Region annotation entries
..........

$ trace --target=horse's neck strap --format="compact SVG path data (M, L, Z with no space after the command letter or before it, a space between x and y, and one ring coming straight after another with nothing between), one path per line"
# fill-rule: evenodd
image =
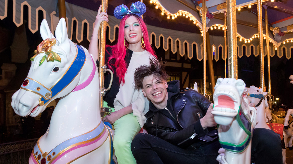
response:
M237 153L241 153L245 150L250 142L251 136L248 135L245 140L239 144L234 144L231 143L221 141L219 139L219 142L221 147L225 150Z
M244 130L247 135L252 136L253 124L243 112L241 105L239 107L239 110L236 117L236 120L240 127Z
M92 61L93 61L93 70L92 71L91 73L91 74L89 76L88 76L88 78L83 83L82 83L76 87L75 88L73 89L72 92L77 91L78 90L86 88L86 86L88 86L88 84L89 84L91 82L92 80L93 79L93 77L95 76L95 73L96 73L96 64L95 63L95 62L94 61L92 57L91 57L91 59Z
M263 101L263 100L265 99L265 96L263 95L260 93L256 93L253 94L250 94L248 93L247 94L247 96L251 97L254 97L255 98L260 99L260 100L259 100L259 101L258 102L258 103L256 104L256 105L255 106L255 107L257 107L259 106L259 105L261 103L261 102Z

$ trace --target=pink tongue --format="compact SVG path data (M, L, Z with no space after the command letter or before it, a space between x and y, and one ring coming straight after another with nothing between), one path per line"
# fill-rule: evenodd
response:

..........

### [Exercise]
Copy the records from their beginning through the line containing "M244 130L247 135L252", both ends included, and leave the pictures out.

### [Result of this exercise]
$ trace --target=horse's neck strap --format="compact SVG path data (M, L, Z with no space after the command letter or before it, a space between x and y, and one ring coming straight after another with nothing between), one path per line"
# fill-rule: evenodd
image =
response:
M237 153L241 153L245 150L250 142L251 136L248 135L245 140L239 144L234 144L231 143L221 141L219 139L219 142L221 147L225 150Z
M244 130L247 135L252 136L253 124L243 112L241 105L239 107L239 110L236 117L236 120L240 127Z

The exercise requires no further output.